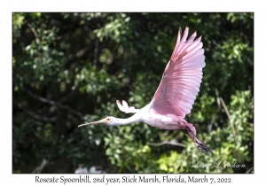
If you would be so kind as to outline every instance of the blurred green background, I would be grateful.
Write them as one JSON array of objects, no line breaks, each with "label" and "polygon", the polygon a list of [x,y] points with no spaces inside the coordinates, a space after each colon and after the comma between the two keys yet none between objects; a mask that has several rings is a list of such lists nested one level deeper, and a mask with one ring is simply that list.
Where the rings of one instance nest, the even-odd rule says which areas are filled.
[{"label": "blurred green background", "polygon": [[[213,157],[182,132],[145,123],[77,128],[107,115],[129,117],[117,99],[147,105],[178,28],[186,26],[189,35],[202,35],[206,67],[185,120]],[[161,142],[184,147],[154,145]],[[79,167],[254,173],[254,13],[12,13],[12,172],[74,173]]]}]

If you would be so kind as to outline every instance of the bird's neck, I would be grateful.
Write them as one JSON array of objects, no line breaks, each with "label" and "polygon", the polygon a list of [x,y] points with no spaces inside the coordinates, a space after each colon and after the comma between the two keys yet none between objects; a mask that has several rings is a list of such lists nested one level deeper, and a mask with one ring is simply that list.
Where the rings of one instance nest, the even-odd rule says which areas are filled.
[{"label": "bird's neck", "polygon": [[137,114],[134,114],[130,118],[121,119],[121,118],[115,118],[115,120],[111,124],[111,126],[121,126],[121,125],[129,125],[131,123],[139,122],[140,118]]}]

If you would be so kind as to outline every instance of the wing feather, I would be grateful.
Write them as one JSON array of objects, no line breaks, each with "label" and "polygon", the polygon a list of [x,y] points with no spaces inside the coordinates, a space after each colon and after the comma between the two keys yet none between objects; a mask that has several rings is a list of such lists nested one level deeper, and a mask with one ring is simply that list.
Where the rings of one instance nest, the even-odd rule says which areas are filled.
[{"label": "wing feather", "polygon": [[184,118],[191,112],[200,91],[202,68],[205,66],[201,36],[196,32],[186,40],[189,28],[179,28],[176,43],[160,85],[151,102],[151,110],[163,115]]}]

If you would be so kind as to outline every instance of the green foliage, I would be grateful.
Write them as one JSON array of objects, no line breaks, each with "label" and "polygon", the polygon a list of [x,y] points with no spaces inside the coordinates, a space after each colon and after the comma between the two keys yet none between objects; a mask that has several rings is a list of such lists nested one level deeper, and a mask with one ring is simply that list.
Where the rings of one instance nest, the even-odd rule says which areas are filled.
[{"label": "green foliage", "polygon": [[[186,26],[202,35],[206,67],[185,120],[213,157],[181,132],[144,123],[77,128],[129,117],[115,100],[148,104]],[[31,173],[43,159],[43,173],[79,164],[107,173],[252,173],[253,13],[15,12],[12,89],[13,173]],[[185,147],[151,143],[164,141]],[[226,167],[234,162],[246,167]]]}]

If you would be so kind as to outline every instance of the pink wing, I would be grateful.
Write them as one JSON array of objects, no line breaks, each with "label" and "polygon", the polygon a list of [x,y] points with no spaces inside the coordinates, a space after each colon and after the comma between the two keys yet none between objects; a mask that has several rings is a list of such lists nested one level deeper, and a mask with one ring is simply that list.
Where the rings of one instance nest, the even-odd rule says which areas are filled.
[{"label": "pink wing", "polygon": [[201,36],[194,40],[195,32],[186,41],[188,32],[186,27],[180,40],[182,30],[179,28],[170,61],[151,102],[153,112],[171,118],[184,118],[191,112],[200,91],[205,56]]}]

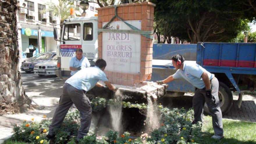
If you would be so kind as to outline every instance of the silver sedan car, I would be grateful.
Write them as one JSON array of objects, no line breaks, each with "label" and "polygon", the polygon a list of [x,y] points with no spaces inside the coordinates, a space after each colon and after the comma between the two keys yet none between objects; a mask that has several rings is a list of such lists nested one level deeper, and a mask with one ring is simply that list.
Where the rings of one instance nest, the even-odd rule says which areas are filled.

━━━━

**Problem statement**
Count the lines of the records above that contain the string "green", and reply with that number alone.

**Task result**
4